[Stored data entries]
++++++++++

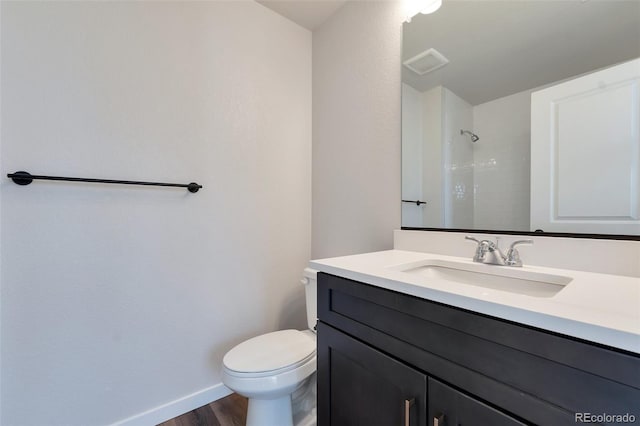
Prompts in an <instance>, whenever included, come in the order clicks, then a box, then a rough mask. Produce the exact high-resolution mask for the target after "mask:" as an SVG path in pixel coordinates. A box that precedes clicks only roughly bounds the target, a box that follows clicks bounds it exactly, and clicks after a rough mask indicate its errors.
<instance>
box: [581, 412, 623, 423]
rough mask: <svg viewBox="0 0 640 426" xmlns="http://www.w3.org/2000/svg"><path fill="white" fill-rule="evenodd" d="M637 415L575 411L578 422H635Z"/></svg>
mask: <svg viewBox="0 0 640 426" xmlns="http://www.w3.org/2000/svg"><path fill="white" fill-rule="evenodd" d="M635 421H636V416H634V415H633V414H629V413H625V414H607V413H600V414H594V413H575V422H576V423H634V422H635Z"/></svg>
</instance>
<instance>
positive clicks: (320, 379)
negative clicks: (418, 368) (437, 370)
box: [318, 322, 427, 426]
mask: <svg viewBox="0 0 640 426" xmlns="http://www.w3.org/2000/svg"><path fill="white" fill-rule="evenodd" d="M426 379H427V378H426V376H425V375H424V374H423V373H421V372H419V371H417V370H414V369H412V368H411V367H409V366H407V365H405V364H403V363H401V362H399V361H397V360H396V359H394V358H391V357H389V356H388V355H385V354H383V353H382V352H379V351H377V350H375V349H373V348H372V347H370V346H368V345H366V344H364V343H362V342H360V341H358V340H356V339H354V338H352V337H350V336H348V335H346V334H344V333H341V332H340V331H337V330H336V329H334V328H332V327H330V326H328V325H326V324H324V323H322V322H320V323H318V425H319V426H328V425H333V426H352V425H362V426H376V425H380V426H417V425H421V426H422V425H424V424H426V391H427V382H426Z"/></svg>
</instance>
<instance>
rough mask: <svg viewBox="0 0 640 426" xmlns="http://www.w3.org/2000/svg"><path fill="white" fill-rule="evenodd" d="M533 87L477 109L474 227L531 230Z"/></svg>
mask: <svg viewBox="0 0 640 426" xmlns="http://www.w3.org/2000/svg"><path fill="white" fill-rule="evenodd" d="M531 92H532V91H531V90H525V91H523V92H519V93H516V94H513V95H510V96H506V97H503V98H500V99H495V100H493V101H490V102H486V103H484V104H480V105H476V106H475V107H474V108H473V128H474V132H475V133H477V134H478V136H479V137H480V140H479V141H478V142H477V143H476V144H474V145H475V146H474V157H475V168H474V181H475V186H476V203H475V229H508V230H512V231H529V230H530V226H529V205H530V202H529V194H530V189H529V188H530V169H531V166H530V164H531V144H530V140H531Z"/></svg>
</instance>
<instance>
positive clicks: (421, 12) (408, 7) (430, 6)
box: [406, 0, 442, 22]
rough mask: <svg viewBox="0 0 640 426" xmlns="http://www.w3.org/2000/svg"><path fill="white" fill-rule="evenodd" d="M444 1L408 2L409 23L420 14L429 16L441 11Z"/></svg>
mask: <svg viewBox="0 0 640 426" xmlns="http://www.w3.org/2000/svg"><path fill="white" fill-rule="evenodd" d="M440 6H442V0H406V10H407V22H411V18H413V17H414V16H416V15H417V14H418V13H422V14H425V15H427V14H429V13H433V12H435V11H436V10H438V9H440Z"/></svg>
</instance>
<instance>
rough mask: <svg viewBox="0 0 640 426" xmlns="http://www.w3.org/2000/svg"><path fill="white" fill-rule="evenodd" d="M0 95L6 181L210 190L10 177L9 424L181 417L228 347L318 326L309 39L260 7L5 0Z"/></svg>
mask: <svg viewBox="0 0 640 426" xmlns="http://www.w3.org/2000/svg"><path fill="white" fill-rule="evenodd" d="M1 89H2V116H1V119H2V134H1V137H2V151H1V155H0V157H1V159H2V164H1V166H2V175H5V174H6V173H8V172H13V171H15V170H20V169H24V170H28V171H31V172H32V173H36V174H52V175H71V176H74V175H75V176H89V177H105V178H116V179H117V178H121V179H134V180H159V181H177V182H190V181H192V180H196V181H197V182H199V183H201V184H202V185H204V189H203V190H202V191H201V192H199V193H197V194H195V195H194V194H189V193H188V192H187V191H185V190H176V189H153V188H141V187H116V186H105V185H90V184H68V183H47V182H39V183H34V184H32V185H30V186H29V187H19V186H17V185H14V184H13V183H11V182H10V181H9V180H7V179H3V180H1V181H0V188H1V191H2V193H1V195H2V223H1V227H2V228H1V229H2V232H1V244H2V247H3V252H2V256H1V269H2V276H1V282H2V318H1V323H2V419H1V421H0V423H1V424H3V425H7V426H13V425H37V426H41V425H47V426H51V425H82V426H87V425H102V424H107V423H111V422H115V421H118V420H121V419H125V418H127V417H129V416H134V415H136V414H140V413H142V412H144V411H145V410H152V409H154V408H155V407H158V406H160V405H161V404H165V403H170V402H171V401H174V400H177V399H179V398H183V397H186V396H187V399H186V400H183V401H181V402H180V404H182V405H181V406H180V407H182V408H181V409H183V410H184V409H186V410H187V411H188V410H189V409H192V408H195V407H189V406H188V405H189V403H192V402H193V401H192V400H190V399H189V397H188V396H189V395H191V394H192V393H198V392H201V391H204V393H203V394H202V395H201V396H202V398H204V399H205V401H202V403H204V402H206V399H207V398H211V399H212V398H214V397H215V396H216V395H219V392H218V393H217V391H216V389H218V390H219V391H224V388H221V387H218V388H216V385H218V384H219V383H220V375H219V372H220V363H221V360H222V356H223V355H224V353H225V352H226V351H227V350H228V349H229V348H231V347H232V346H233V345H234V344H236V343H238V342H239V341H241V340H243V339H245V338H247V337H250V336H253V335H255V334H257V333H261V332H266V331H271V330H275V329H279V328H284V327H304V326H306V321H305V317H304V292H303V288H302V286H301V285H300V284H299V283H300V276H301V272H302V269H303V268H304V267H305V266H306V264H307V261H308V260H309V248H310V244H311V242H310V229H311V194H310V192H309V188H310V187H311V173H310V165H311V164H310V163H311V33H310V32H309V31H307V30H304V29H302V28H301V27H299V26H297V25H295V24H293V23H291V22H290V21H288V20H286V19H284V18H282V17H281V16H279V15H276V14H275V13H273V12H272V11H270V10H268V9H266V8H264V7H263V6H261V5H259V4H257V3H254V2H69V3H65V2H15V3H12V2H2V87H1ZM198 395H200V394H198ZM196 396H197V395H196ZM196 399H197V398H196ZM185 401H186V405H185ZM190 401H191V402H190ZM164 408H166V407H164ZM152 414H153V413H152ZM175 414H177V413H174V415H175ZM171 417H172V416H171ZM159 420H160V419H158V418H157V417H153V416H147V417H144V418H139V419H138V420H137V421H134V422H132V423H134V424H135V423H136V422H137V424H153V423H154V421H159Z"/></svg>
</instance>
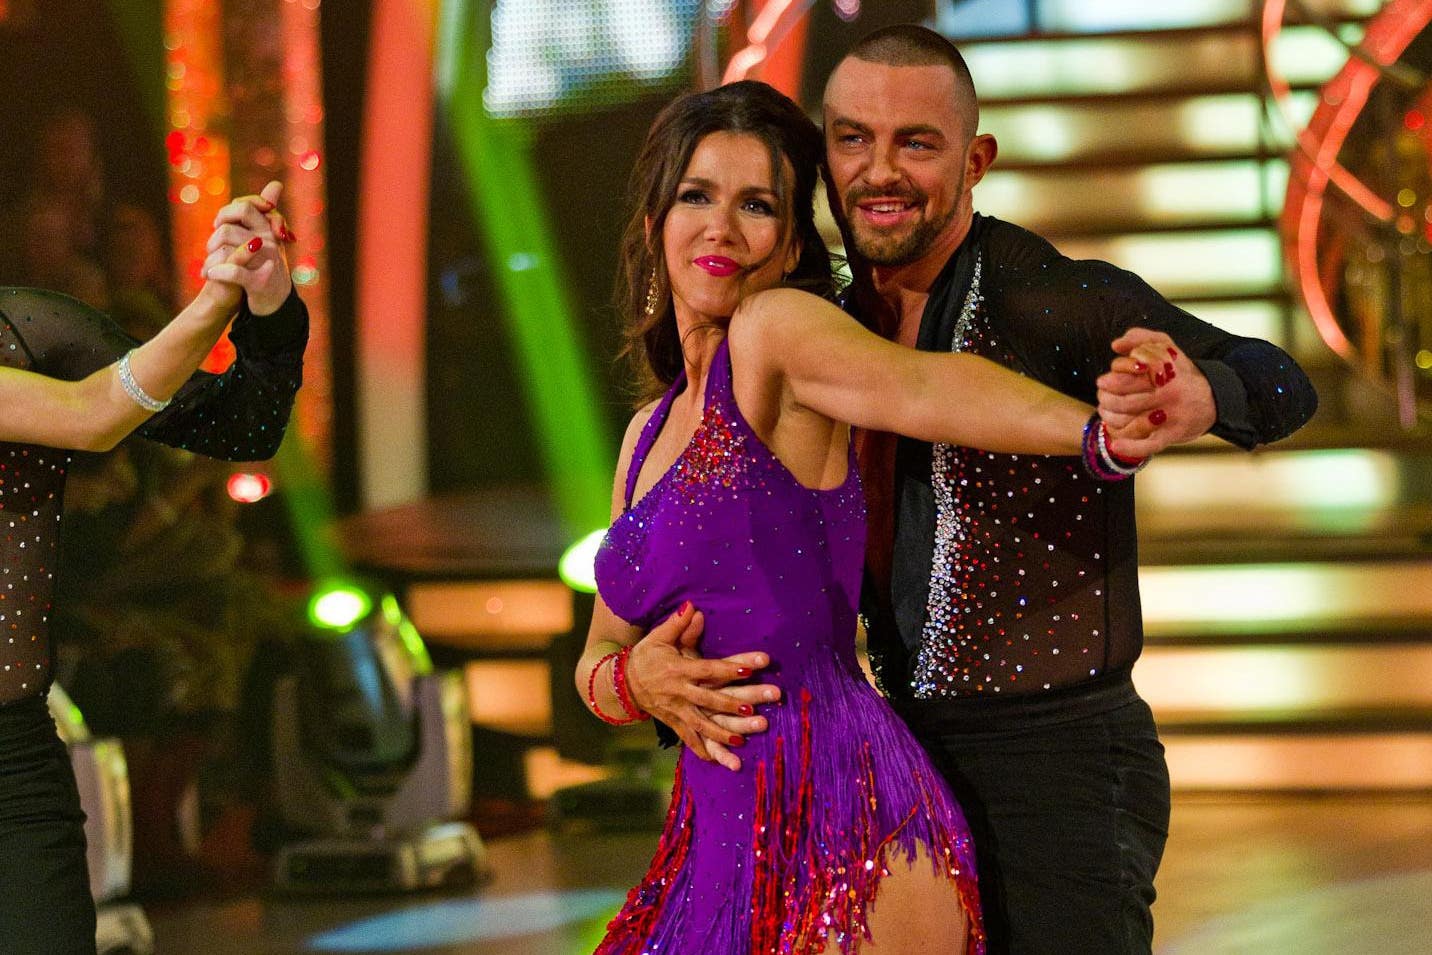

++++++++++

Find each line above that contains the string "rough" with matching case, and copy those lines.

Prompts in an <instance>, whenever included, come in the order clicks, then a box, then a rough mask. Produce the exact high-resolution mask for the target after "mask:" as an SVG path in pixel coordinates. A box that precedes clicks only roughly bounds the target, a box that follows clicks bounds it exactly, and clicks after a rough mask indicate its errors.
rough mask: <svg viewBox="0 0 640 426" xmlns="http://www.w3.org/2000/svg"><path fill="white" fill-rule="evenodd" d="M637 415L575 411L578 422H635Z"/></svg>
rough mask: <svg viewBox="0 0 640 426" xmlns="http://www.w3.org/2000/svg"><path fill="white" fill-rule="evenodd" d="M533 87L477 109L474 227L531 230Z"/></svg>
rough mask: <svg viewBox="0 0 640 426" xmlns="http://www.w3.org/2000/svg"><path fill="white" fill-rule="evenodd" d="M444 1L408 2L409 23L420 14L429 16L441 11Z"/></svg>
rough mask: <svg viewBox="0 0 640 426" xmlns="http://www.w3.org/2000/svg"><path fill="white" fill-rule="evenodd" d="M0 95L6 181L210 190L10 177L9 424L181 417L228 347L318 326L309 39L260 7L5 0Z"/></svg>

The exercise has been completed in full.